> Objetivo: Copia de nuevo solo las líneas comprendidas entre la que contiene "crinkled green leaf" y la que contiene "18 176 L 12", ambas incluidas, cambiando "crinkled" por "wrinkled" y sin tocar nada más.

> Registros sin procesar:

====

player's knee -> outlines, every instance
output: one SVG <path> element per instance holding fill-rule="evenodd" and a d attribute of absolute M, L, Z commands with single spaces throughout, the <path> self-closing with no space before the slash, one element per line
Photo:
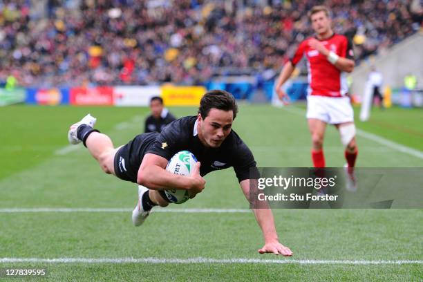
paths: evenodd
<path fill-rule="evenodd" d="M 312 135 L 312 142 L 314 147 L 321 147 L 323 146 L 323 137 L 321 134 L 314 133 Z"/>
<path fill-rule="evenodd" d="M 100 155 L 98 160 L 98 162 L 100 163 L 100 165 L 103 171 L 104 171 L 107 174 L 112 173 L 111 166 L 113 164 L 113 163 L 111 161 L 109 153 L 104 153 Z"/>
<path fill-rule="evenodd" d="M 353 138 L 346 147 L 346 150 L 350 152 L 355 152 L 357 151 L 357 142 L 355 138 Z"/>
<path fill-rule="evenodd" d="M 355 149 L 355 125 L 353 123 L 341 125 L 339 126 L 341 142 L 348 151 Z"/>

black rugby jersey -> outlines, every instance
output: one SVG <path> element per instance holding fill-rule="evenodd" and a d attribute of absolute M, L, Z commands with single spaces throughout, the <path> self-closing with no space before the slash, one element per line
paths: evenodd
<path fill-rule="evenodd" d="M 259 177 L 251 151 L 234 130 L 231 130 L 219 148 L 206 147 L 194 130 L 196 120 L 196 116 L 182 118 L 169 124 L 160 133 L 137 135 L 122 147 L 119 153 L 122 156 L 117 157 L 115 170 L 120 169 L 120 172 L 117 171 L 119 177 L 136 183 L 138 171 L 146 153 L 153 153 L 169 160 L 176 153 L 184 150 L 189 151 L 201 162 L 202 176 L 233 167 L 239 182 Z M 126 159 L 124 169 L 119 158 Z"/>
<path fill-rule="evenodd" d="M 210 171 L 233 167 L 238 181 L 258 178 L 258 170 L 252 153 L 238 134 L 231 130 L 218 148 L 204 146 L 196 132 L 197 116 L 185 117 L 166 126 L 156 141 L 147 151 L 170 160 L 180 151 L 187 150 L 201 162 L 200 174 L 205 176 Z"/>

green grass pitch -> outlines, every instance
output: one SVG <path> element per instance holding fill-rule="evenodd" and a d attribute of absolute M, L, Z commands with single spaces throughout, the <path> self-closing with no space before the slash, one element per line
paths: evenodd
<path fill-rule="evenodd" d="M 194 108 L 171 108 L 176 115 Z M 136 187 L 104 174 L 82 145 L 68 147 L 70 124 L 87 113 L 115 145 L 141 132 L 147 108 L 13 106 L 0 109 L 0 209 L 124 208 Z M 356 109 L 356 114 L 359 110 Z M 310 167 L 310 140 L 303 106 L 242 104 L 234 129 L 260 167 Z M 422 110 L 375 109 L 361 131 L 423 151 Z M 423 159 L 357 136 L 357 166 L 422 167 Z M 72 148 L 72 149 L 70 149 Z M 327 164 L 341 167 L 338 133 L 327 129 Z M 232 169 L 206 177 L 206 189 L 169 208 L 247 209 Z M 400 189 L 400 187 L 399 187 Z M 151 263 L 0 263 L 4 267 L 44 267 L 40 281 L 421 281 L 423 209 L 274 211 L 281 241 L 292 258 L 260 255 L 261 234 L 251 213 L 153 213 L 140 228 L 131 212 L 0 213 L 2 258 L 156 258 L 216 260 L 419 261 L 357 265 Z M 26 279 L 34 281 L 34 279 Z M 8 279 L 0 277 L 0 281 Z M 9 279 L 8 281 L 18 281 Z"/>

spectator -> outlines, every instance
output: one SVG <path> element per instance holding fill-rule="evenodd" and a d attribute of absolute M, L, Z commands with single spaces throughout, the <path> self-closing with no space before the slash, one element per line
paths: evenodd
<path fill-rule="evenodd" d="M 167 109 L 163 106 L 163 99 L 155 96 L 150 100 L 151 114 L 145 120 L 144 132 L 162 132 L 162 129 L 176 120 Z"/>
<path fill-rule="evenodd" d="M 373 91 L 372 104 L 375 102 L 375 98 L 377 97 L 377 104 L 381 109 L 384 108 L 384 97 L 381 93 L 383 82 L 384 77 L 382 74 L 376 68 L 372 66 L 371 71 L 368 74 L 368 83 L 370 84 Z"/>
<path fill-rule="evenodd" d="M 13 70 L 19 85 L 35 87 L 197 84 L 215 73 L 278 73 L 294 43 L 310 35 L 306 12 L 315 1 L 55 0 L 44 13 L 37 2 L 0 4 L 0 81 Z M 361 59 L 420 28 L 415 2 L 323 3 Z"/>

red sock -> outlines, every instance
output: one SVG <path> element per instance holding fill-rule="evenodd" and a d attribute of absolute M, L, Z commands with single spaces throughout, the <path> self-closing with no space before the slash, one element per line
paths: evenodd
<path fill-rule="evenodd" d="M 325 156 L 323 150 L 312 150 L 312 160 L 314 167 L 325 167 Z"/>
<path fill-rule="evenodd" d="M 355 165 L 355 159 L 358 154 L 358 150 L 355 150 L 354 153 L 350 153 L 347 151 L 345 151 L 345 158 L 348 164 L 348 167 L 354 167 Z"/>

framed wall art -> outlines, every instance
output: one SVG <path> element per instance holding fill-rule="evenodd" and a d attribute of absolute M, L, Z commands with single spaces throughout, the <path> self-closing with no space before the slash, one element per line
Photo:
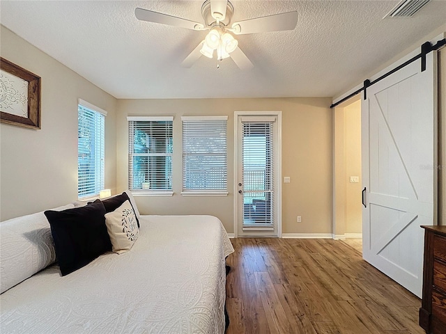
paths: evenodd
<path fill-rule="evenodd" d="M 1 57 L 0 120 L 40 129 L 40 77 Z"/>

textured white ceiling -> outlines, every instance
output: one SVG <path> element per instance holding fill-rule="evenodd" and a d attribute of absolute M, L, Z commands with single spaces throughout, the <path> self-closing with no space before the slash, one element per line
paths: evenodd
<path fill-rule="evenodd" d="M 444 0 L 385 19 L 398 0 L 234 0 L 232 22 L 297 10 L 297 27 L 236 36 L 251 70 L 204 56 L 183 68 L 206 33 L 139 21 L 134 8 L 201 22 L 203 1 L 2 0 L 0 22 L 114 97 L 153 99 L 335 96 L 446 22 Z"/>

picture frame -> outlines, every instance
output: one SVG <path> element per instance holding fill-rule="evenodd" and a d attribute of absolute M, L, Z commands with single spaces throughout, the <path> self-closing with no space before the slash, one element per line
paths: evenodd
<path fill-rule="evenodd" d="M 40 77 L 0 57 L 0 121 L 40 129 Z"/>

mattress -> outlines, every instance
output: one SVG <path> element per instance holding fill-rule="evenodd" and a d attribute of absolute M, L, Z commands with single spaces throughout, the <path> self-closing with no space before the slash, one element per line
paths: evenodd
<path fill-rule="evenodd" d="M 223 333 L 224 259 L 210 216 L 141 216 L 138 239 L 61 276 L 56 264 L 0 295 L 0 332 Z"/>

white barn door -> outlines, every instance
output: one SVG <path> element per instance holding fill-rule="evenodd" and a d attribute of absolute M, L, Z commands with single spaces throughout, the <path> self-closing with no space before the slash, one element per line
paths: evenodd
<path fill-rule="evenodd" d="M 436 205 L 436 52 L 367 89 L 362 104 L 363 257 L 421 297 L 424 230 Z"/>

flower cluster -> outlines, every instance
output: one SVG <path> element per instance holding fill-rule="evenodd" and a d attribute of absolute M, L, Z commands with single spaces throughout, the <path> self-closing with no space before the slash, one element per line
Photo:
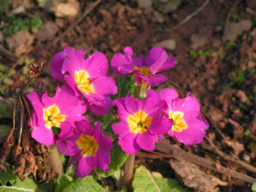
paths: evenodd
<path fill-rule="evenodd" d="M 100 122 L 95 122 L 93 128 L 84 115 L 87 107 L 97 115 L 117 108 L 119 121 L 112 128 L 118 135 L 118 144 L 130 154 L 141 149 L 154 150 L 154 143 L 164 139 L 165 134 L 185 145 L 203 141 L 209 125 L 201 118 L 195 97 L 189 93 L 180 98 L 172 89 L 164 89 L 159 93 L 150 89 L 150 86 L 167 79 L 157 73 L 175 65 L 175 58 L 168 57 L 164 49 L 153 48 L 145 58 L 135 58 L 132 48 L 127 47 L 124 54 L 114 55 L 111 66 L 116 74 L 135 75 L 135 82 L 144 88 L 136 91 L 145 92 L 142 95 L 128 94 L 114 100 L 110 96 L 117 93 L 117 88 L 115 79 L 106 76 L 106 56 L 97 52 L 84 59 L 85 53 L 84 50 L 74 51 L 67 47 L 54 57 L 52 75 L 66 83 L 57 88 L 53 97 L 49 97 L 47 92 L 38 94 L 34 91 L 27 96 L 33 108 L 32 137 L 43 144 L 56 144 L 64 155 L 72 156 L 70 164 L 77 162 L 77 176 L 85 177 L 93 169 L 97 173 L 97 167 L 108 172 L 111 161 L 112 139 L 103 135 Z M 134 98 L 134 95 L 140 96 Z"/>

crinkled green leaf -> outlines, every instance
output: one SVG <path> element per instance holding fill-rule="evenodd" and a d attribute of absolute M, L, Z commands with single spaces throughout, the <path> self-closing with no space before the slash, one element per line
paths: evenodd
<path fill-rule="evenodd" d="M 18 176 L 12 173 L 8 166 L 6 173 L 0 169 L 0 192 L 18 191 L 41 191 L 36 184 L 32 180 L 27 178 L 24 181 L 19 180 Z"/>
<path fill-rule="evenodd" d="M 55 187 L 55 192 L 62 192 L 65 188 L 74 182 L 74 179 L 71 176 L 66 174 L 62 174 L 59 176 L 57 180 L 57 184 Z"/>
<path fill-rule="evenodd" d="M 124 152 L 117 144 L 117 139 L 113 141 L 113 147 L 110 151 L 111 155 L 111 162 L 109 165 L 110 170 L 109 172 L 104 172 L 101 169 L 98 169 L 99 176 L 103 178 L 109 176 L 117 177 L 119 174 L 120 167 L 123 165 L 125 162 L 129 154 Z"/>
<path fill-rule="evenodd" d="M 63 192 L 105 192 L 104 188 L 96 181 L 92 176 L 86 177 L 71 183 Z"/>
<path fill-rule="evenodd" d="M 114 98 L 124 97 L 127 94 L 133 94 L 135 82 L 134 80 L 133 75 L 129 75 L 127 77 L 115 77 L 117 82 L 117 86 L 118 88 L 118 93 L 114 97 Z"/>
<path fill-rule="evenodd" d="M 160 173 L 151 173 L 143 165 L 135 170 L 132 186 L 134 192 L 186 191 L 176 180 L 164 178 Z"/>

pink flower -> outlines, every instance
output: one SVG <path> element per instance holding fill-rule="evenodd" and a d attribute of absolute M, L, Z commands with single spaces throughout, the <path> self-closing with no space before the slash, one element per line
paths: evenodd
<path fill-rule="evenodd" d="M 167 107 L 166 102 L 152 90 L 147 91 L 144 101 L 128 95 L 114 103 L 120 122 L 113 124 L 112 129 L 119 135 L 118 144 L 130 154 L 136 154 L 141 148 L 154 150 L 158 136 L 166 133 L 172 125 L 172 121 L 161 117 Z"/>
<path fill-rule="evenodd" d="M 117 53 L 114 55 L 111 60 L 112 69 L 121 77 L 137 74 L 134 80 L 138 84 L 142 82 L 156 86 L 166 81 L 166 76 L 156 73 L 173 67 L 175 63 L 175 57 L 168 57 L 165 50 L 161 47 L 151 49 L 146 58 L 142 56 L 134 58 L 133 50 L 130 47 L 126 47 L 123 52 L 124 55 Z"/>
<path fill-rule="evenodd" d="M 168 104 L 165 114 L 174 121 L 168 134 L 186 145 L 202 142 L 206 134 L 204 131 L 209 127 L 207 121 L 201 118 L 197 98 L 189 96 L 189 94 L 181 99 L 172 89 L 164 89 L 159 92 L 161 99 Z"/>
<path fill-rule="evenodd" d="M 78 162 L 75 174 L 84 177 L 90 174 L 93 168 L 96 171 L 96 167 L 108 172 L 112 140 L 104 136 L 100 129 L 100 123 L 96 122 L 94 129 L 85 120 L 76 122 L 75 125 L 73 134 L 67 140 L 58 140 L 56 142 L 62 154 L 73 156 L 70 164 Z"/>
<path fill-rule="evenodd" d="M 67 138 L 71 134 L 75 121 L 87 119 L 81 115 L 86 111 L 84 102 L 75 96 L 68 85 L 58 87 L 53 97 L 48 97 L 46 92 L 41 98 L 34 91 L 27 97 L 34 111 L 32 137 L 43 144 L 50 145 L 57 138 Z M 61 129 L 57 136 L 53 133 L 53 126 Z"/>
<path fill-rule="evenodd" d="M 58 53 L 51 63 L 52 75 L 66 81 L 77 96 L 81 93 L 92 111 L 96 115 L 109 112 L 113 106 L 110 94 L 116 94 L 117 88 L 112 77 L 106 77 L 109 65 L 106 56 L 97 52 L 83 58 L 86 50 L 73 51 L 66 47 Z"/>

====

> Solución:
wrinkled green leaf -> outlines, every instance
output: one SVG <path> element per instance holding fill-rule="evenodd" and a d attribute of absolute M, L, Z commands with single spaces throughout, the <path> self-closing with no space before the slash, one element per line
paths: evenodd
<path fill-rule="evenodd" d="M 18 176 L 12 173 L 8 166 L 6 173 L 0 169 L 0 192 L 18 191 L 41 191 L 36 184 L 32 180 L 27 178 L 24 181 L 19 180 Z"/>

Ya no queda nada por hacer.